◆ CHALLENGES
a) In the forum thread on showing predicted segmentation, which colormap does the replier say pyplot uses by default?
b) Extend the forum thread on showing predicted segmentation beyond its last post.

◆ SOURCE EXTRACT
=======

Showing predicted segmentation

MA_CASANDRA_QUILANG · January 11, 2021, 11:52am

Hi. I am trying to compare the original image, the ground truth mask and the predicted mask by displaying them. However, I am entirely new to this and I would like to ask for anyone’s opinion if am I doing it right. Here is my prediction script:

def test(model):
  model.eval
  correct = 0
  total = 0

  with torch.no_grad():
      for i in tqdm(range(len(img_test))):

          
          real_class = mask_test[i]
          net_out = model(img_test[i].view(-1, 3, 448, 448))[0]
          _,predicted_class = torch.max(net_out, 0)
          
          prediction = predicted_class.eq(mask_test[i])

          
          plt.figure(figsize=(22,8))
          plt.subplot(1, 3, 1)
          plt.imshow(real_class.detach().cpu().squeeze())
          plt.title('original mask')

          plt.subplot(1, 3, 2)
          plt.imshow(prediction.detach().cpu().squeeze())
          plt.title('predicted mask')

          plt.subplot(1, 3, 3)
          plt.imshow(img_test[i].view(-1, 448, 448, 3).detach().cpu().squeeze())
          plt.title('original image')

          break
          

      
test(model)

I am asking this because the ground truth and my predicted mask is almost identical, I fear it was just inverting colors.

MA_CASANDRA_QUILANG · January 11, 2021, 11:53am

by the way this are my results

user_123454321 · January 11, 2021, 12:16pm

The center image (predicted mask) shows that background is correctly segmented but the two objects are not since that part is equal to 0. Can you try plotting predicted_class directly ?

MA_CASANDRA_QUILANG · January 11, 2021, 12:31pm

Hi! Thank you for replying. I dont understand why can you say that the two objects are not segmented correctly? is it because of the color?

user_123454321 · January 11, 2021, 12:57pm

Yes. I think the default cmap is viridis and when I print the values for 0 and 255 (note that pyplot rescales the array to have max become 255 and min become 0) I get

viridis = plt.cm.get_cmap('viridis', 12)
print(viridis(0), viridis(255))
(0.267004, 0.004874, 0.329415, 1.0) (0.993248, 0.906157, 0.143936, 1.0)

So, yellow is 255 and purple is 0, which could mean the purple part is wrongly segmented.

MA_CASANDRA_QUILANG · January 11, 2021, 1:04pm

Thank you for your help. Can you help me pinpoint where I might did something wrong for the objects inside be wrongly segmented?

user_123454321 · January 11, 2021, 1:05pm

Can you plot the predicted_class using

plt.subplot(1, 3, 2)
plt.imshow(predicted_class.detach().cpu().squeeze())
plt.title('predicted mask')

MA_CASANDRA_QUILANG · January 11, 2021, 1:10pm

I am saddened by this!

can you please help me figure out my mistake?

user_123454321 · January 11, 2021, 1:12pm

Hmmm…looks like the model has predicted everything as background. What kind of dice scores were you getting during training?

=======

◆ DATASET ROWS
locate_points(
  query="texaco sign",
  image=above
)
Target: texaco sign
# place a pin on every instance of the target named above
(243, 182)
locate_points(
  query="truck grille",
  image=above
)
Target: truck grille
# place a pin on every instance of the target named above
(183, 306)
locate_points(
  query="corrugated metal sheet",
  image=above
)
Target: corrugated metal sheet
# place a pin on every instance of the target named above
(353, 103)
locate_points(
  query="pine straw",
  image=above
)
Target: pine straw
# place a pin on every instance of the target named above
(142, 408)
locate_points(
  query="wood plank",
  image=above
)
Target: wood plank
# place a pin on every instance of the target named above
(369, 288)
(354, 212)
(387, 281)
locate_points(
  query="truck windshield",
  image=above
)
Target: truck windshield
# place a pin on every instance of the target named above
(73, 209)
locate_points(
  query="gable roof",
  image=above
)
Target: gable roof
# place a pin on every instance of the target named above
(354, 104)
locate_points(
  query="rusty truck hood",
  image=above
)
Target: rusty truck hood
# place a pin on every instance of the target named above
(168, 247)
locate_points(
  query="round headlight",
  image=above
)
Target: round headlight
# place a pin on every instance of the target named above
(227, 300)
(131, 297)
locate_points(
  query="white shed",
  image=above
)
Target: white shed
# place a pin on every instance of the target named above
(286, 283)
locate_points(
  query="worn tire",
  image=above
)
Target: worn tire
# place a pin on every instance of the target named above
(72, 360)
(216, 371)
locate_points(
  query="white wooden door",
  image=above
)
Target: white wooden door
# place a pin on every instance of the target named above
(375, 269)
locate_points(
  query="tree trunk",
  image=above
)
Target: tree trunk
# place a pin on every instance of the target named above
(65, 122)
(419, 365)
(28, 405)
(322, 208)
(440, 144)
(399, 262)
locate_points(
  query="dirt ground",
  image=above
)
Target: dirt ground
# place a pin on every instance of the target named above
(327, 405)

=======

◆ EXERCISE RESULTS
a) Viridis.

b)
MA_CASANDRA_QUILANG · January 11, 2021, 1:18pm

For a detailed explanation on the project I am working I am goin to put all the details. I am currently working to develop a model that can hopefully take an RGB image containing garbage and outputs a segmented image (i am hoping to segment it according to the 60 categories I defined). I used Adam as the optimizer and cross-entropy as the loss_function. During training, (I tried 10 epoch at most), the lowest loss value I got was 0.14. This is my training script:

BATCH_SIZE = 4
EPOCHS = 3

def train(model):
  model.train()
  for epoch in range(EPOCHS):
      for i in tqdm(range(0, len(img_train), BATCH_SIZE)): 
          batch_img_train = img_train[i:i+BATCH_SIZE].view(-1, 3, 448, 448)
          batch_mask_train = mask_train[i:i+BATCH_SIZE].view(-1, 1, 448, 448)
        
          model.zero_grad()

          outputs = model(batch_img_train)
        
          loss = loss_function(outputs, batch_mask_train.squeeze(1).long())
          loss.backward()
          optimizer.step()    # Does the update

      print(f"Epoch: {epoch}. Loss: {loss}")
  
  return batch_img_train, batch_mask_train, outputs

train(model)

user_123454321 · January 11, 2021, 1:30pm

Hmmm, although the loss may seem small, but since the background class much more abundant, the model might have got away with predicting every pixel as background. Can you try using dice as both loss and as a metric ? Also, is the loss around 0.14 for validation too ?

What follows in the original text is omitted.